* **Quoted text**:

------------------------------------------------

Food Labelling Requirements for UK Small Producers: What Must Be on Your Label
By Brian Crocker · Published 12 July 2026 · Last reviewed 23 June 2026
The label is part of the product
Most small food producers think about the label last. They've spent weeks perfecting a recipe, sorted the packaging, listed on Etsy — and then the label is whatever they can fit on a sticker. That approach breaks the law, and enforcement is more common than people assume.
The Food Information Regulations 2014 (known as FIR, implementing the EU Food Information to Consumers Regulation as retained in UK law) set out what must appear on pre-packed food. For a small producer — someone making brownies for Etsy, jam for a market stall, granola for local delis — this regulation applies from your first sale.
This guide covers what must be on every pre-packed food label, what counts as "pre-packed," and the requirements most often missed by artisan producers.
What counts as "pre-packed"?
Pre-packed food is food put into packaging before being offered for sale, where the packaging encloses the food either fully or partly, and cannot be altered without opening or changing the packaging.
In practice: a jar of jam you fill, seal and label in your kitchen before taking it to a market = pre-packed. A sandwich you make to order at a market stall when a customer asks = not pre-packed.
The distinction matters because labelling requirements differ:
- Pre-packed: Full label required (all the information below)
- Pre-packed for direct sale (PPDS): Special rules apply — food you pack on the same premises before displaying it for sale, such as market stall brownies or Etsy granola bags, requires a full ingredients list with allergens emphasised (Natasha's Law, October 2021)
- Loose/open sale: Minimal requirements (food name + allergen information available on request)
Most artisan food sold on Etsy, packaged for market stalls or local shops, or sent by post is pre-packed.
The 14 things that must be on your label
Under the UK's food labelling rules, pre-packed food must display:
1. The name of the food
The legal name, not a brand name. "Salted Caramel Brownies" is a name, but the legal name must describe what the food actually is — "brownie" works; a made-up word doesn't unless explained. If you've given the food an invented name (like a brand or varietal name), the legal description must appear alongside it.

------------------------------------------------

* **Data provided**:
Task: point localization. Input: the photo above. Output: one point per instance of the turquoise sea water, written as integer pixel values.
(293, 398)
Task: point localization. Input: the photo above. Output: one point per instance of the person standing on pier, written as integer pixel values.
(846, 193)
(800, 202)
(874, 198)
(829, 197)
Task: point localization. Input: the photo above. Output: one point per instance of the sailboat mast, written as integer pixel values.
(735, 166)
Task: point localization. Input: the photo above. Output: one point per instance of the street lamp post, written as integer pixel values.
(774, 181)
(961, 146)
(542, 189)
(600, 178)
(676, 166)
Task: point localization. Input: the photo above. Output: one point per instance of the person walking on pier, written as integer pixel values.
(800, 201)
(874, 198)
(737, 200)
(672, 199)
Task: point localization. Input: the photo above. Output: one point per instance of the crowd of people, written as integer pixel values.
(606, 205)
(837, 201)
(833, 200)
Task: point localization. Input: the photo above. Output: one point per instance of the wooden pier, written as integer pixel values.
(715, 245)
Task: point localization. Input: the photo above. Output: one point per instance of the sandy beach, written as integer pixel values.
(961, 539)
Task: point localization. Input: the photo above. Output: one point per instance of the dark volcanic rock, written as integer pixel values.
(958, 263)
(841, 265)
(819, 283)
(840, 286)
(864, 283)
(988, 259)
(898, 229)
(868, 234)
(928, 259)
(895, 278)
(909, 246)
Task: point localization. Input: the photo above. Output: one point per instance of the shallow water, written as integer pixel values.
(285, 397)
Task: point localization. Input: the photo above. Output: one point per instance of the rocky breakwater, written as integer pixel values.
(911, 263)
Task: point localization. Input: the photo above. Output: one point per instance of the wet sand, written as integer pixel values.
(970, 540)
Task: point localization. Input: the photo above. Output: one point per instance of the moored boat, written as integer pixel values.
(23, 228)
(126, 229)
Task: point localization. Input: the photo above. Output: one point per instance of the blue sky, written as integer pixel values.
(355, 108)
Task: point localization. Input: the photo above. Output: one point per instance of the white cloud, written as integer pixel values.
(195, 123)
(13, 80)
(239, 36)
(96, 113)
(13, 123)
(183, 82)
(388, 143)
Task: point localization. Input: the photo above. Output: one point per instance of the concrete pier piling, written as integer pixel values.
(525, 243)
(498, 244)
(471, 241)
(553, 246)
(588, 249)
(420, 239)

------------------------------------------------

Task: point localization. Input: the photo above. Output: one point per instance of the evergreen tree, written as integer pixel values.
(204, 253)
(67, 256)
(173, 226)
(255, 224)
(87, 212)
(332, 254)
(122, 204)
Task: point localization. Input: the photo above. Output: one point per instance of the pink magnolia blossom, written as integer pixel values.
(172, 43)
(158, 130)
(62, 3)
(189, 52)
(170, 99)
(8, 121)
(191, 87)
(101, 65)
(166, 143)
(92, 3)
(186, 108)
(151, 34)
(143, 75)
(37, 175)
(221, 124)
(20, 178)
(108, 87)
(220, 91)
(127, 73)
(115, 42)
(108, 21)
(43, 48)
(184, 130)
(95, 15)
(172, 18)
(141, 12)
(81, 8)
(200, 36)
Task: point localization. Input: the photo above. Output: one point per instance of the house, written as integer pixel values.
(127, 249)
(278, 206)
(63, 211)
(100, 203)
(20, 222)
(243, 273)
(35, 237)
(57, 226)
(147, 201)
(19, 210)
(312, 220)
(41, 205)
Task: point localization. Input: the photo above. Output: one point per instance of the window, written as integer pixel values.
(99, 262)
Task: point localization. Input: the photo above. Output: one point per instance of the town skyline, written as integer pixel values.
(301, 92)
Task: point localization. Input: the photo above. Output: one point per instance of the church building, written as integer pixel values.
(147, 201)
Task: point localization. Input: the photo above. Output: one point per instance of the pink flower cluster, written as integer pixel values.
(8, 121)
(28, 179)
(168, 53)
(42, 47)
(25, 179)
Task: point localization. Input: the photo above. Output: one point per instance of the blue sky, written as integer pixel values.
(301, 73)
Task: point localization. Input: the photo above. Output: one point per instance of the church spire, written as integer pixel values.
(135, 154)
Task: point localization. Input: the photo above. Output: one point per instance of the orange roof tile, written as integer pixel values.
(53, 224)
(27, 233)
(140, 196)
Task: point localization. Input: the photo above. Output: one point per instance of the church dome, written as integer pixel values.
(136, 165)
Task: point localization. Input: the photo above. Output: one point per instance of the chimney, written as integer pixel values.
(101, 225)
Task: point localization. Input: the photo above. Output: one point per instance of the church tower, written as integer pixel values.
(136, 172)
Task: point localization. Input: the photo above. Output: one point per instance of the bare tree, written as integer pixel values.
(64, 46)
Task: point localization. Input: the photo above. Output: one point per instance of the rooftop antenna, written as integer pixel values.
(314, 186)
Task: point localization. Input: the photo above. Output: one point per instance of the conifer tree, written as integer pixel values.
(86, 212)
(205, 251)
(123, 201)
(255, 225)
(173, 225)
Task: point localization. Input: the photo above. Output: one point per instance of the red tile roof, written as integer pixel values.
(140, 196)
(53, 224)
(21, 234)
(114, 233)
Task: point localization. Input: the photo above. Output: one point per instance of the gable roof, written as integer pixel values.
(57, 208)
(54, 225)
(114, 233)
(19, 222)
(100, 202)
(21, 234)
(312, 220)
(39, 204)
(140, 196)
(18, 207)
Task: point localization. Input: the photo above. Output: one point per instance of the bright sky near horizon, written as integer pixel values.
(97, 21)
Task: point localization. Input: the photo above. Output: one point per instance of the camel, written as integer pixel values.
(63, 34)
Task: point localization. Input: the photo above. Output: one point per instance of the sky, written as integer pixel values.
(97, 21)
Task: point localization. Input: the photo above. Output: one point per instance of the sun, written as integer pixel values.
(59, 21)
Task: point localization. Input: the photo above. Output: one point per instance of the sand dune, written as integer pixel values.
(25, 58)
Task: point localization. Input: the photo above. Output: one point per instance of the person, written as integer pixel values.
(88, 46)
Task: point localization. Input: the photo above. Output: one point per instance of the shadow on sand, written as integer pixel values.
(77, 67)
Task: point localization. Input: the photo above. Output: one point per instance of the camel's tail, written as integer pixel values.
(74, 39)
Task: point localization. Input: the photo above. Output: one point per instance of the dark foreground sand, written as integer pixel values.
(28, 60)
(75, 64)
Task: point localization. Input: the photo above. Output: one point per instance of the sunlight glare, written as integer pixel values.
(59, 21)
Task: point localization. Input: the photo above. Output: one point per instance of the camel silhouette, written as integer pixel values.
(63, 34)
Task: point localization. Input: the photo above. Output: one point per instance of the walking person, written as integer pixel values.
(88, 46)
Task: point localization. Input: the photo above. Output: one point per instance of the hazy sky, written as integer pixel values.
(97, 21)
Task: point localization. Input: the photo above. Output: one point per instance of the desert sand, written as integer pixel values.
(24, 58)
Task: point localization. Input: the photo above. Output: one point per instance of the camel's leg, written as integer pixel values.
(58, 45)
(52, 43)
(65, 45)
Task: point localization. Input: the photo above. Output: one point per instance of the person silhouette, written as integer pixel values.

------------------------------------------------

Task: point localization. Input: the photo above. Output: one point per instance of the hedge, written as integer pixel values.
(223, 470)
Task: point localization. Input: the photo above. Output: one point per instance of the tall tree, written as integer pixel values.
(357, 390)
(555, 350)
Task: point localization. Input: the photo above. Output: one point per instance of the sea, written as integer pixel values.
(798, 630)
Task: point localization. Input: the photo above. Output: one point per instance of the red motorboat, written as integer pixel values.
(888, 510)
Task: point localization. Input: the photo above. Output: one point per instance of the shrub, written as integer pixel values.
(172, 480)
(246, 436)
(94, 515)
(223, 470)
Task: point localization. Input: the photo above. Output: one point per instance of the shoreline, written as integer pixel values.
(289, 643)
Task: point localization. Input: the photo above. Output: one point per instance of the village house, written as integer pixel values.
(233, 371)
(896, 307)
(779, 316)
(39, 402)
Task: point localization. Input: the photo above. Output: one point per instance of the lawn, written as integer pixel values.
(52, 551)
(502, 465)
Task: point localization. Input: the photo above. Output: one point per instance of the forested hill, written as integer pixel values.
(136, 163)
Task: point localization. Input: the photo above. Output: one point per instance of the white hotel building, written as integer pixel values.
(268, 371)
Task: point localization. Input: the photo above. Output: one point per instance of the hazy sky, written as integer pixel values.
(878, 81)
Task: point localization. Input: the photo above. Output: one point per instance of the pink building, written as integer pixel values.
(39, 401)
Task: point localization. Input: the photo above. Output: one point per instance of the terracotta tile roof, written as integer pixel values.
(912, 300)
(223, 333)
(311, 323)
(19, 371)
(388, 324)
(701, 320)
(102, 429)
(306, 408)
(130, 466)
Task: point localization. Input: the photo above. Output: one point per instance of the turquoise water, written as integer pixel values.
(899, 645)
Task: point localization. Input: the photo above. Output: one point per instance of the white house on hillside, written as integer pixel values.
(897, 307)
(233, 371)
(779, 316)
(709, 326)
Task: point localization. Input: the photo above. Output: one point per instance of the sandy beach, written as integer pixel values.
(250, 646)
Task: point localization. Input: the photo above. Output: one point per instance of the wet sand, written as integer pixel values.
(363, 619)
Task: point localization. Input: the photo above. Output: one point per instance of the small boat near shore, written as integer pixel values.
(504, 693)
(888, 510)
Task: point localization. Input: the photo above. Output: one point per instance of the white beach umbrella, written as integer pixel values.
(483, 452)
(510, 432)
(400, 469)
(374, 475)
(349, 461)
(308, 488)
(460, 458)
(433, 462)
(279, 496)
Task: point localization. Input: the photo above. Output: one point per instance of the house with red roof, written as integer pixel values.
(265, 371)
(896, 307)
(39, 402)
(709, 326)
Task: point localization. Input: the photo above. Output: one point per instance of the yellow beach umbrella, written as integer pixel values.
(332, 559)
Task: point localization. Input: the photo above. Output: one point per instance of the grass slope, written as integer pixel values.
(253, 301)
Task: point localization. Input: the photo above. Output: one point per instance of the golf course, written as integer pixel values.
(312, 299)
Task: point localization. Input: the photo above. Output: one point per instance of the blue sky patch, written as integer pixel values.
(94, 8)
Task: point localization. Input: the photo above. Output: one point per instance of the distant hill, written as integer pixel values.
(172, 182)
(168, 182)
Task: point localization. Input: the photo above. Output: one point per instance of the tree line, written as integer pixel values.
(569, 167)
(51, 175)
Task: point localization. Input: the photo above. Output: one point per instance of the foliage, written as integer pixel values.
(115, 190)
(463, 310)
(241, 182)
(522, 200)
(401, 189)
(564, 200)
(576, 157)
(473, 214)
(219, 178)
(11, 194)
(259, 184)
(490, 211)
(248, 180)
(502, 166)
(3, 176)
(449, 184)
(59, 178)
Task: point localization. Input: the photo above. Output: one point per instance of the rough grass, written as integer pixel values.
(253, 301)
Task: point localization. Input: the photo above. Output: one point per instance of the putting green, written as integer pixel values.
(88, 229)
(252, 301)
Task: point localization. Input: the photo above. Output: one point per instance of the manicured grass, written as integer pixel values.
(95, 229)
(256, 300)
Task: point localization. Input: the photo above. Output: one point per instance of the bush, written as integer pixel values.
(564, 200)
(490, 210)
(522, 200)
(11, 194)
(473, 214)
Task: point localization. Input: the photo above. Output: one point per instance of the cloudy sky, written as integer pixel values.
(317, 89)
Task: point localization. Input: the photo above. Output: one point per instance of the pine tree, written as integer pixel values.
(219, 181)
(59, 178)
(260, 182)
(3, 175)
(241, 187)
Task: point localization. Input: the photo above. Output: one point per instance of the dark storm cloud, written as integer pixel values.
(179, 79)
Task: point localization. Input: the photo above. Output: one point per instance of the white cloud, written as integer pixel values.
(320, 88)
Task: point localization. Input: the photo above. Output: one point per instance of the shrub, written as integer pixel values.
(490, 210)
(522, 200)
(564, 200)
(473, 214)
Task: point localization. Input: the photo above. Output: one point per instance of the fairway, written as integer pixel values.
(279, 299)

------------------------------------------------

* **Problem to solve**: Write out the passage of the food labelling guide word for word, starting with "- Pre-packed for" and going on through "post is pre-packed.". The rows come from a different source than the food labelling guide.

* **Solution**:
- Pre-packed for direct sale (PPDS): Special rules apply — food you pack on the same premises before displaying it for sale, such as market stall brownies or Etsy granola bags, requires a full ingredients list with allergens emphasised (Natasha's Law, October 2021)
- Loose/open sale: Minimal requirements (food name + allergen information available on request)
Most artisan food sold on Etsy, packaged for market stalls or local shops, or sent by post is pre-packed.